▶ [Text section]:
It may very well be a tight fit between the fog lights and if it does fit like it does in the pic -- the fog light brackets (which are integrated into the housing of the fog) will most certainly have to be modifed.
They are shaped like 'Y's on the fog lights, meaning three mounting points. Fairly sure it is the top that has the two points. 
here's the fogs:








The other challenge of the New Beetle front end is the upper intercooler pipe. It is completely different then GTI/Jetta upper pipes. 
Where our stock SMIC has the upper end tank (the outlet) going at a 45 degree angle up and towards the throttle body, the GTI/Jetta stock SMIC upper end tank has the outlet dumping directly perpendicular of the core (right towards the radiator). Our upper pipes also meander to try and wiggle their way into the engine compartment w/ more effort then the other MKIV's.








also note where the tow hook cover is currently on the p-shop. that works out to be under the height of the stock steel inner bumper IIRC. 
it certainly would look awesome!



_Modified by gt2437 at 2:07 AM 12-8-2004_


----------



## FastAndFurious (Feb 2, 2002)

*Re: EVO FMIC in NB? (gt2437)*

Looks like a clean setup if it comes out the way you have it pictured.

▶ [Data]:
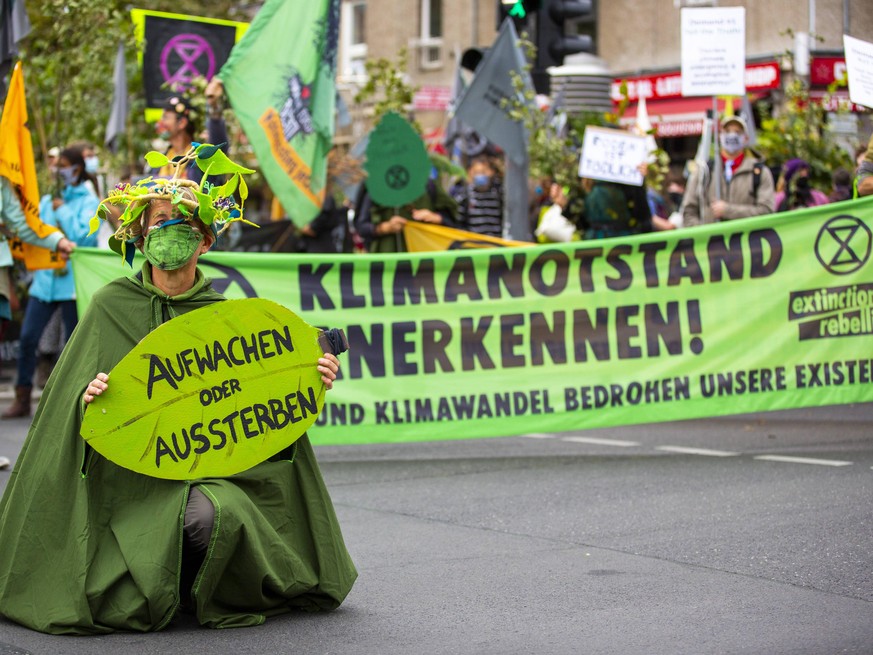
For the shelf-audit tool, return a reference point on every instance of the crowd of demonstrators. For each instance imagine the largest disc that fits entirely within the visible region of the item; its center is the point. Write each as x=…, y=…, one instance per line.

▶ [What you will do]:
Render this sentence from the New Beetle intercooler thread in Spanish: "The other challenge of the New Beetle front end is the upper intercooler pipe."

▶ [Answer to the problem]:
El otro desafío de la parte delantera del New Beetle es el tubo superior del intercooler.